OBJECTIVE:
Retype each of the entries below word for word, omitting the pictures from your answer.

--- Begin RECORDS FOR THIS TASK ---

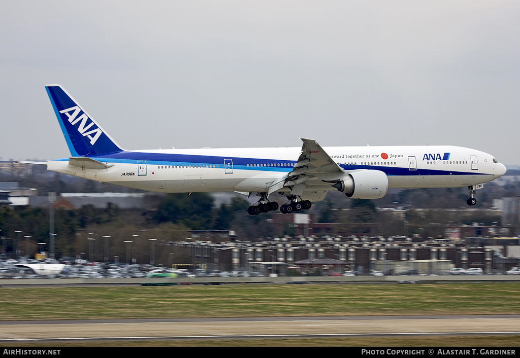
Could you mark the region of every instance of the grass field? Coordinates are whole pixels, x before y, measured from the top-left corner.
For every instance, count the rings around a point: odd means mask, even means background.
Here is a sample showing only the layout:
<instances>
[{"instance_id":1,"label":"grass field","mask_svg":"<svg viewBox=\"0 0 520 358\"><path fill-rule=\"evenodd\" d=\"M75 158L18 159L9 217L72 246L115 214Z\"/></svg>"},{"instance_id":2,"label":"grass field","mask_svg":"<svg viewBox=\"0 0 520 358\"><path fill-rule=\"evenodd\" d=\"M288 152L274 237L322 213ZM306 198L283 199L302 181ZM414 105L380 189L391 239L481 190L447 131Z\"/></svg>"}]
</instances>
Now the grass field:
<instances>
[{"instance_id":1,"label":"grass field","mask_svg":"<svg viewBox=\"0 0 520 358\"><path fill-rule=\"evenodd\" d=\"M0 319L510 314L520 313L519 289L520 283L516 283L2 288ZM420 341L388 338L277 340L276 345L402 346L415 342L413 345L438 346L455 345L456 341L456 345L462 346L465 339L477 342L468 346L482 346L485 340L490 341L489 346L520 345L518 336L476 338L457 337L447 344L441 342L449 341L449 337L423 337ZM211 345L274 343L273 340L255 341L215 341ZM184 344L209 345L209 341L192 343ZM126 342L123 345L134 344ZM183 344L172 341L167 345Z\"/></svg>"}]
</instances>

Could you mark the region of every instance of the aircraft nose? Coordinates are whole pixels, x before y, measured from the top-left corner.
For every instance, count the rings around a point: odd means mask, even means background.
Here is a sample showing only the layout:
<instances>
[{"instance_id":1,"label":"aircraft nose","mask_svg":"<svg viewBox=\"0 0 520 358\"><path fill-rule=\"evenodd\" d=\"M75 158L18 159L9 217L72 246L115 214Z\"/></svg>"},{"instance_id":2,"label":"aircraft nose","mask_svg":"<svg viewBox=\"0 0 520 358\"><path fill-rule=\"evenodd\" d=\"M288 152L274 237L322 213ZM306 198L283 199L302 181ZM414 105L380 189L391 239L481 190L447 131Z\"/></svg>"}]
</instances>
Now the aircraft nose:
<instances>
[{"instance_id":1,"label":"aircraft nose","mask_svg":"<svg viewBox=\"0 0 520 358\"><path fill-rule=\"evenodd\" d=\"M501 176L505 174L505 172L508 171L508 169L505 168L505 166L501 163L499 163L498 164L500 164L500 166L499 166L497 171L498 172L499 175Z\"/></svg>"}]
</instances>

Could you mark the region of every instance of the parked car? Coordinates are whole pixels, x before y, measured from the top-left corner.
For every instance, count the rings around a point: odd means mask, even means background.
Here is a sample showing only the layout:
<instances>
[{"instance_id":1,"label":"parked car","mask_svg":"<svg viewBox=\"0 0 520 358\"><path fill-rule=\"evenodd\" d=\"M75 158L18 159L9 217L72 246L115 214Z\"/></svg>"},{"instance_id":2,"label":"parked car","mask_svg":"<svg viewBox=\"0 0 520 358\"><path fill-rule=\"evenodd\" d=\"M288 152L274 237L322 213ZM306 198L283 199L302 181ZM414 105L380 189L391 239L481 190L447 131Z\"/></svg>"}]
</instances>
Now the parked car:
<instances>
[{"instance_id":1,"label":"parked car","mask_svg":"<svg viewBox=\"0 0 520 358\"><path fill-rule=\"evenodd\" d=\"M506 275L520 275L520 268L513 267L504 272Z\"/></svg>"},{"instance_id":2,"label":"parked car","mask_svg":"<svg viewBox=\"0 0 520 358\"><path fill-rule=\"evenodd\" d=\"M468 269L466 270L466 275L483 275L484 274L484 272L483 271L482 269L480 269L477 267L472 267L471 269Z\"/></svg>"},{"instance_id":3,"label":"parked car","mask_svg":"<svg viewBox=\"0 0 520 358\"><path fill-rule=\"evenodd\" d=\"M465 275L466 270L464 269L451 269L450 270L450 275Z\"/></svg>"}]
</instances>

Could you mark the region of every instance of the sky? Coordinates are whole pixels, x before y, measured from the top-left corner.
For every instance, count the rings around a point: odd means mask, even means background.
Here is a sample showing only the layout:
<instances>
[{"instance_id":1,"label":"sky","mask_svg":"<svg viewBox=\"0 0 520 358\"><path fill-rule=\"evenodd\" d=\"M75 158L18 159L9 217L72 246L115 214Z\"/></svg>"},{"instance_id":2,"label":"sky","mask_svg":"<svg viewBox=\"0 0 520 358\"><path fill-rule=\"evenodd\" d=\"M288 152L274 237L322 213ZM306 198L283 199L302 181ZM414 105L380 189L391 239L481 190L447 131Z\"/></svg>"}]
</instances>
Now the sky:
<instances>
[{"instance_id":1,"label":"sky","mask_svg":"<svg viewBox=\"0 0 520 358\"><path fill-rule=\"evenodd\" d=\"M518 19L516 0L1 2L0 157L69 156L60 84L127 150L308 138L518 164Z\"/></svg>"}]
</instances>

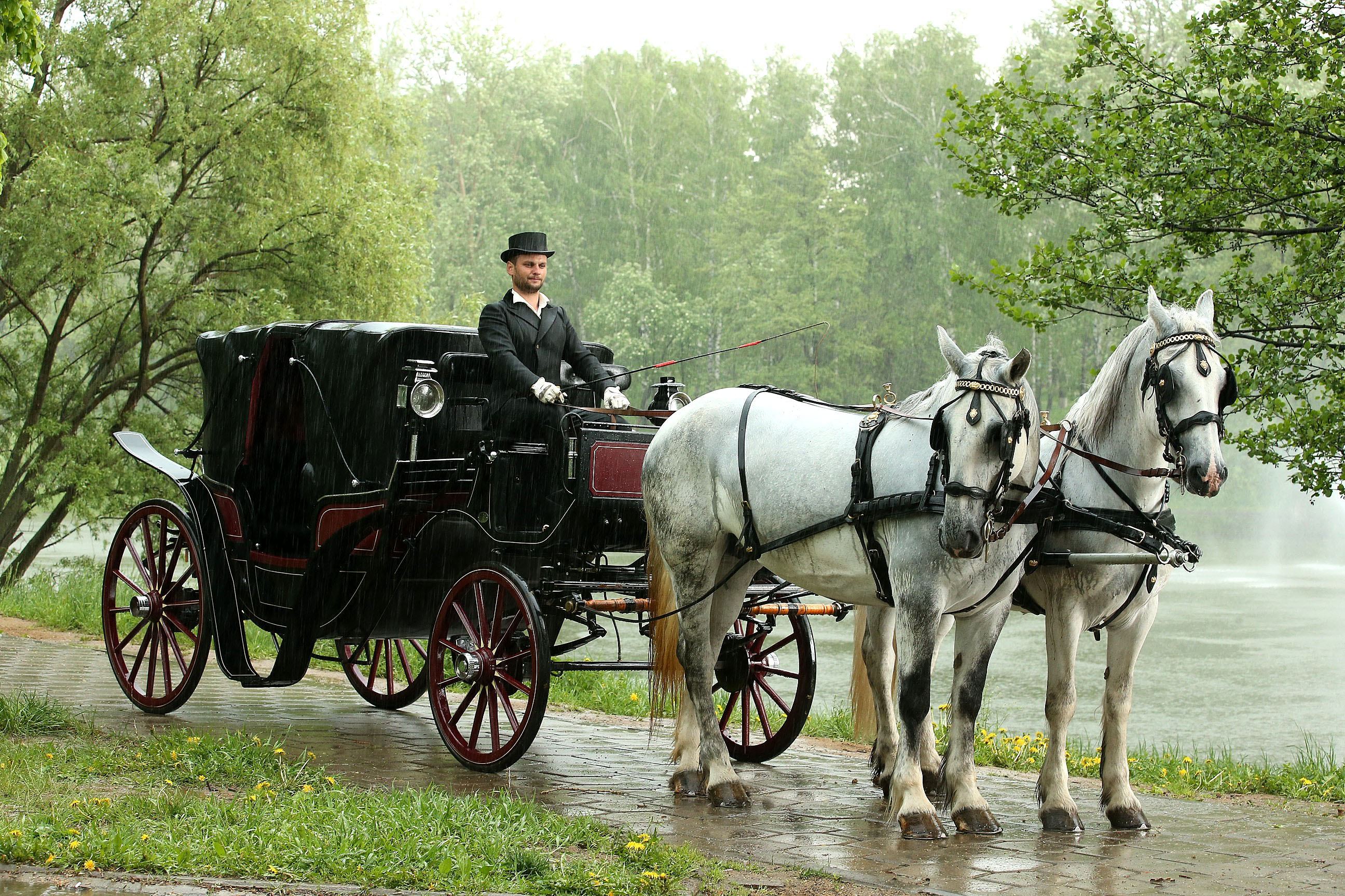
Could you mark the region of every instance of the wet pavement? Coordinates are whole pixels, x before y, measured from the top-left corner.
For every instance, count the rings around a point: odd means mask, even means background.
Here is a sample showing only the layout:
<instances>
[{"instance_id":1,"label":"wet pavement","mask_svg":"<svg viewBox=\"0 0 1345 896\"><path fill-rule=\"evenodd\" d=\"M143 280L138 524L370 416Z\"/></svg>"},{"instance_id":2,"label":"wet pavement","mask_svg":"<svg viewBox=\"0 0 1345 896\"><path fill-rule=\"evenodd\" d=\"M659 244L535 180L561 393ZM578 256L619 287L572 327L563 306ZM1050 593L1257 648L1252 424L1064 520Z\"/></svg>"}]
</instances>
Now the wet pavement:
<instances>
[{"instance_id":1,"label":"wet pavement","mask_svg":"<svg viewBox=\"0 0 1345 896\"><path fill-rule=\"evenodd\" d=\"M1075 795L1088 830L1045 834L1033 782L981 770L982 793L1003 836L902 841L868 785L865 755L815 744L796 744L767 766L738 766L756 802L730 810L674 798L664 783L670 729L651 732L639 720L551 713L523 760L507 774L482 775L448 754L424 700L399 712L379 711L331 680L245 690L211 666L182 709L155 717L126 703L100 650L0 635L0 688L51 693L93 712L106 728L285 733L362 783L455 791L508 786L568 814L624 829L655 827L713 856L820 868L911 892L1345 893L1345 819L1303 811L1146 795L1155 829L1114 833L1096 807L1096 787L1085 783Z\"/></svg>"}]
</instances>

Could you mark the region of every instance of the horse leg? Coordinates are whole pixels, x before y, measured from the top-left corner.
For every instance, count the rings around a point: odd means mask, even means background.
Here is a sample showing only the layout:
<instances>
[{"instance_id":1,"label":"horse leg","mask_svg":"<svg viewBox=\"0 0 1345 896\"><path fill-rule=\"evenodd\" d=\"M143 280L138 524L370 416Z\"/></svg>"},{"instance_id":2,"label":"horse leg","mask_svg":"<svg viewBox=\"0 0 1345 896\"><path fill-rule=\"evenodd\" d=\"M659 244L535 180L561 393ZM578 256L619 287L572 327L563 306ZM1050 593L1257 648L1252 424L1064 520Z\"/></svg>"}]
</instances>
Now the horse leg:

--- End RECORDS FOR THIS TASK ---

RESPONSE BELOW:
Could you mark the region of every instance of the grass field? Coordinates are whole pixels, x before y, measured from the top-left corner.
For every instance, count the rings around a point: odd means mask, even means background.
Here is a sample showing only the layout:
<instances>
[{"instance_id":1,"label":"grass field","mask_svg":"<svg viewBox=\"0 0 520 358\"><path fill-rule=\"evenodd\" d=\"M75 158L18 159L9 217L72 246L115 214Z\"/></svg>"},{"instance_id":2,"label":"grass field","mask_svg":"<svg viewBox=\"0 0 520 358\"><path fill-rule=\"evenodd\" d=\"M288 152L274 237L322 213ZM306 198L283 199L302 181ZM414 105L380 189L391 239L481 190L447 131Z\"/></svg>"}]
</instances>
Now the grass field:
<instances>
[{"instance_id":1,"label":"grass field","mask_svg":"<svg viewBox=\"0 0 520 358\"><path fill-rule=\"evenodd\" d=\"M0 319L510 314L520 313L519 289L520 283L516 283L2 288ZM420 341L388 338L277 340L276 345L402 346L415 342L413 345L438 346L455 345L456 341L456 345L462 346L465 339L477 342L468 346L482 346L485 340L490 341L489 346L520 345L518 336L476 338L457 337L447 344L441 342L449 341L449 337L423 337ZM211 345L274 343L273 340L255 341L215 341ZM184 344L209 345L209 341L192 343ZM126 342L123 345L134 344ZM183 344L172 341L167 345Z\"/></svg>"}]
</instances>

Could you mark the region of every instance of the aircraft nose? Coordinates are whole pixels, x before y, measured from the top-left corner.
For every instance, count the rings around a point: odd means mask, even means background.
Here is a sample showing only the layout:
<instances>
[{"instance_id":1,"label":"aircraft nose","mask_svg":"<svg viewBox=\"0 0 520 358\"><path fill-rule=\"evenodd\" d=\"M75 158L18 159L9 217L72 246L115 214Z\"/></svg>"},{"instance_id":2,"label":"aircraft nose","mask_svg":"<svg viewBox=\"0 0 520 358\"><path fill-rule=\"evenodd\" d=\"M288 152L274 237L322 213ZM306 198L283 199L302 181ZM414 105L380 189L391 239L481 190L447 131Z\"/></svg>"}]
</instances>
Now the aircraft nose:
<instances>
[{"instance_id":1,"label":"aircraft nose","mask_svg":"<svg viewBox=\"0 0 520 358\"><path fill-rule=\"evenodd\" d=\"M501 176L505 174L505 172L508 171L508 169L505 168L505 166L501 163L499 163L498 164L500 164L500 166L499 166L497 171L498 172L499 175Z\"/></svg>"}]
</instances>

Could you mark the region of every instance of the parked car? Coordinates are whole pixels, x before y, measured from the top-left corner.
For every instance, count the rings around a point: odd means mask, even means background.
Here is a sample showing only the layout:
<instances>
[{"instance_id":1,"label":"parked car","mask_svg":"<svg viewBox=\"0 0 520 358\"><path fill-rule=\"evenodd\" d=\"M75 158L18 159L9 217L72 246L115 214Z\"/></svg>"},{"instance_id":2,"label":"parked car","mask_svg":"<svg viewBox=\"0 0 520 358\"><path fill-rule=\"evenodd\" d=\"M288 152L274 237L322 213ZM306 198L283 199L302 181ZM414 105L380 189L391 239L481 190L447 131Z\"/></svg>"}]
</instances>
Now the parked car:
<instances>
[{"instance_id":1,"label":"parked car","mask_svg":"<svg viewBox=\"0 0 520 358\"><path fill-rule=\"evenodd\" d=\"M506 275L520 275L520 268L513 267L504 272Z\"/></svg>"},{"instance_id":2,"label":"parked car","mask_svg":"<svg viewBox=\"0 0 520 358\"><path fill-rule=\"evenodd\" d=\"M468 269L466 270L466 275L483 275L484 274L484 272L483 271L482 269L480 269L477 267L472 267L471 269Z\"/></svg>"},{"instance_id":3,"label":"parked car","mask_svg":"<svg viewBox=\"0 0 520 358\"><path fill-rule=\"evenodd\" d=\"M465 275L466 270L464 269L451 269L450 270L450 275Z\"/></svg>"}]
</instances>

Could you mark the region of every instance of the sky? Coordinates are whole pixels, x before y, measured from the top-left corner.
For every instance, count the rings around a point: odd means mask, even means background.
Here is a sample showing only the layout:
<instances>
[{"instance_id":1,"label":"sky","mask_svg":"<svg viewBox=\"0 0 520 358\"><path fill-rule=\"evenodd\" d=\"M75 158L18 159L9 217L72 246L115 214Z\"/></svg>"},{"instance_id":2,"label":"sky","mask_svg":"<svg viewBox=\"0 0 520 358\"><path fill-rule=\"evenodd\" d=\"M288 152L274 237L322 213ZM306 198L283 199L302 181ZM414 105L380 189L391 239L481 190L447 131Z\"/></svg>"}]
</instances>
Now the sky:
<instances>
[{"instance_id":1,"label":"sky","mask_svg":"<svg viewBox=\"0 0 520 358\"><path fill-rule=\"evenodd\" d=\"M518 19L516 0L1 2L0 157L69 156L60 84L127 150L308 138L518 164Z\"/></svg>"}]
</instances>

Could you mark the region of every instance of the wet pavement? Coordinates are whole pixels, x before y, measured from the top-left corner.
For every instance, count the rings around a point: odd means mask, even means background.
Here is a sample showing only the layout:
<instances>
[{"instance_id":1,"label":"wet pavement","mask_svg":"<svg viewBox=\"0 0 1345 896\"><path fill-rule=\"evenodd\" d=\"M143 280L138 524L370 416Z\"/></svg>"},{"instance_id":2,"label":"wet pavement","mask_svg":"<svg viewBox=\"0 0 1345 896\"><path fill-rule=\"evenodd\" d=\"M659 244L535 180L561 393ZM578 256L619 287L572 327L563 306ZM1050 593L1257 648L1252 424L1064 520Z\"/></svg>"}]
</instances>
Now the wet pavement:
<instances>
[{"instance_id":1,"label":"wet pavement","mask_svg":"<svg viewBox=\"0 0 1345 896\"><path fill-rule=\"evenodd\" d=\"M1075 795L1088 830L1045 834L1033 782L981 770L982 793L1003 836L902 841L868 785L865 755L815 744L796 744L767 766L738 766L756 802L730 810L674 798L664 783L670 729L651 732L639 720L551 713L523 760L507 774L482 775L448 754L424 700L399 712L379 711L331 680L245 690L211 666L182 709L155 717L126 703L100 650L0 635L0 688L51 693L93 712L106 728L285 733L362 783L455 791L508 786L568 814L624 829L655 827L713 856L820 868L911 892L1345 893L1345 819L1303 811L1146 795L1155 829L1114 833L1096 807L1096 787L1085 783Z\"/></svg>"}]
</instances>

Could you mark the region of every instance of the horse leg? Coordinates are whole pixels, x before y, measured from the top-left corner.
For every instance, count the rings around a point: odd means mask, even means background.
Here is a sample showing only the layout:
<instances>
[{"instance_id":1,"label":"horse leg","mask_svg":"<svg viewBox=\"0 0 1345 896\"><path fill-rule=\"evenodd\" d=\"M143 280L138 524L370 416Z\"/></svg>"},{"instance_id":2,"label":"horse leg","mask_svg":"<svg viewBox=\"0 0 1345 896\"><path fill-rule=\"evenodd\" d=\"M659 244L535 180L561 393ZM578 256L619 287L572 327L563 306ZM1050 593L1257 648L1252 424L1064 520Z\"/></svg>"}]
</instances>
Now the horse leg:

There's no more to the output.